One number alone answers this: the count of lines below in which the word "steep" is found.

• **Point localization data**:
++++++++++

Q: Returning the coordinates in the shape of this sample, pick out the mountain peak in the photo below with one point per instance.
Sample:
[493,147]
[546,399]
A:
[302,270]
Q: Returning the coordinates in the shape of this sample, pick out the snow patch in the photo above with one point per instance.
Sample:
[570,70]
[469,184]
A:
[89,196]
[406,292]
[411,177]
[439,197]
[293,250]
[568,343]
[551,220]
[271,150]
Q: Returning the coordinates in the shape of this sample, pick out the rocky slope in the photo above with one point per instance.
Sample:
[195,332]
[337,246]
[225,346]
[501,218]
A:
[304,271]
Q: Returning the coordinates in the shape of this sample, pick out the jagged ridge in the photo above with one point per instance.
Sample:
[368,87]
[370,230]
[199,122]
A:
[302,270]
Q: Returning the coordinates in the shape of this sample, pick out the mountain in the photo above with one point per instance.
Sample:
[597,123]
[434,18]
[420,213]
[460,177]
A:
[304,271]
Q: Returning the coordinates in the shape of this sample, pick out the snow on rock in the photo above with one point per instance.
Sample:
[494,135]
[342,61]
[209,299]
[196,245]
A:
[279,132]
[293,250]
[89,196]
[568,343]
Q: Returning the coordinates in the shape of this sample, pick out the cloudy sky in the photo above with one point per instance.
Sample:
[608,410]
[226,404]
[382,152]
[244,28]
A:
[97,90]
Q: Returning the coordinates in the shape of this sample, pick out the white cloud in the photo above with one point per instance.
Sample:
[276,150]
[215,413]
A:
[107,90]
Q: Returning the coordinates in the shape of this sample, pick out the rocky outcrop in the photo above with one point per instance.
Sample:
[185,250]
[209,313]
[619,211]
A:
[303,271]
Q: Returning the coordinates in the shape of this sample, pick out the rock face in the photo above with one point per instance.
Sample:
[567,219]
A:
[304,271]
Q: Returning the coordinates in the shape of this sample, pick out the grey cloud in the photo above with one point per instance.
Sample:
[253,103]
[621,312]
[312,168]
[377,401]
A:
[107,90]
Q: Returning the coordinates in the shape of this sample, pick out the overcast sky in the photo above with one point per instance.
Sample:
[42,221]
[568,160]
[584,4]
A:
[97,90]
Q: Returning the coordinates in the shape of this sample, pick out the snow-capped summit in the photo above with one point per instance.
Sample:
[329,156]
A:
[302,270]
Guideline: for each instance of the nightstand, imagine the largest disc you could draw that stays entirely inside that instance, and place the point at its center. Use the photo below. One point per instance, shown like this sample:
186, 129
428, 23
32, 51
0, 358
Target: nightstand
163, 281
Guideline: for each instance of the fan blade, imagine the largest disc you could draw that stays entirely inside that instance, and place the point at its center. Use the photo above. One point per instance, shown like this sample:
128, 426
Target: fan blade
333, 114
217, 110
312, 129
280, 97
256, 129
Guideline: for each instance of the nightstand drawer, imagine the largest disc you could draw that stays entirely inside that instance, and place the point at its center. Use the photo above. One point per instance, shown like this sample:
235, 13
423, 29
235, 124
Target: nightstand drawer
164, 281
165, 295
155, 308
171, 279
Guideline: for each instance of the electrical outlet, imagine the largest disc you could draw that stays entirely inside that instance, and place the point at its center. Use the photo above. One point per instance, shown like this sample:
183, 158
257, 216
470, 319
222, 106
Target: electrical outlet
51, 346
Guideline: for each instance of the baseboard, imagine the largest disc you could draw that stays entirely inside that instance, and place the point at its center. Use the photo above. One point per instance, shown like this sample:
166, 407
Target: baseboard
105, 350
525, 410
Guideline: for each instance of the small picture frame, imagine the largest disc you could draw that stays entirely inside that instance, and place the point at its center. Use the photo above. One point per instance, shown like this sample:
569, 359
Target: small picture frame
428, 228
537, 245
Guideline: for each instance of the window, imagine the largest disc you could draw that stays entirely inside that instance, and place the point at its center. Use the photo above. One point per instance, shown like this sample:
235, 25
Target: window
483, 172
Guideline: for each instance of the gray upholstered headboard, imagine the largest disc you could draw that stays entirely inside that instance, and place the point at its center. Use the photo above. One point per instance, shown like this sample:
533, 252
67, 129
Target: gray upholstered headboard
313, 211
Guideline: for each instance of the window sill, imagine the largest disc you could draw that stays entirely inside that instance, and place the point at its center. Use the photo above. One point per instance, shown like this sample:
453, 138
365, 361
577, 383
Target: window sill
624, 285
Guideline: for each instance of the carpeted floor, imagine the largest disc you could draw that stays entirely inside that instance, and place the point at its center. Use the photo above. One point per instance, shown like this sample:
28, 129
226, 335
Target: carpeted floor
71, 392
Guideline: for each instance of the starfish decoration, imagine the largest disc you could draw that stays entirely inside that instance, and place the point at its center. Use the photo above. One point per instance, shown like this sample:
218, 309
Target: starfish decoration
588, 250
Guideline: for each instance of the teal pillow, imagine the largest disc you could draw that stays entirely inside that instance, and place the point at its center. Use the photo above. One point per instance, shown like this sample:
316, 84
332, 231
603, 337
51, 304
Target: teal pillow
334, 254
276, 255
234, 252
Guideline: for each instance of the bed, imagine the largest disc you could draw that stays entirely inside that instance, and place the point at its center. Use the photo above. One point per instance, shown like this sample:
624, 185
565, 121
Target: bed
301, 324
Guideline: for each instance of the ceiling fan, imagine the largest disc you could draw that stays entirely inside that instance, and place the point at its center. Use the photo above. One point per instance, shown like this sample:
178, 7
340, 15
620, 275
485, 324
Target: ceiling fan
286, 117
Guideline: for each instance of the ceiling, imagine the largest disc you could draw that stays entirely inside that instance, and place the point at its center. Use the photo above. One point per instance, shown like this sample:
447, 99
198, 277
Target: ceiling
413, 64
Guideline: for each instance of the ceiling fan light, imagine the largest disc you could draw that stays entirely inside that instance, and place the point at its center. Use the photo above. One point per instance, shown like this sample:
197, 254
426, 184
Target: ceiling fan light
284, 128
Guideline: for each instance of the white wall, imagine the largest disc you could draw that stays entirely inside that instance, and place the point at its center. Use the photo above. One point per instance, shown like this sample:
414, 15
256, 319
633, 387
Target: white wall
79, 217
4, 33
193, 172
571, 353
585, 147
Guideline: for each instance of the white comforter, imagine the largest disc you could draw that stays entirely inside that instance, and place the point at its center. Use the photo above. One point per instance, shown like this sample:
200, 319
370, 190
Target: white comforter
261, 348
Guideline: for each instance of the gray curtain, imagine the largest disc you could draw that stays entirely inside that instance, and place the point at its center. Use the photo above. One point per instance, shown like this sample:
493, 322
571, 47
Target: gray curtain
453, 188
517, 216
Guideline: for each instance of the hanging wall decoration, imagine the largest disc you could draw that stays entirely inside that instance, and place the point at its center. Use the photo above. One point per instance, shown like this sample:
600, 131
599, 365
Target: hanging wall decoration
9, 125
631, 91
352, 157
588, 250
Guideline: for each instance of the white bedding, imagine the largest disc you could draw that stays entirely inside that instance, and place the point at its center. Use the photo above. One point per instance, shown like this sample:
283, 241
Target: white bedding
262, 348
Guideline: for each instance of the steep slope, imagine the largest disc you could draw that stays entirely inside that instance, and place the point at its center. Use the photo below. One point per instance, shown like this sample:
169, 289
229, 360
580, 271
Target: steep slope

++++++++++

• **RESULT**:
2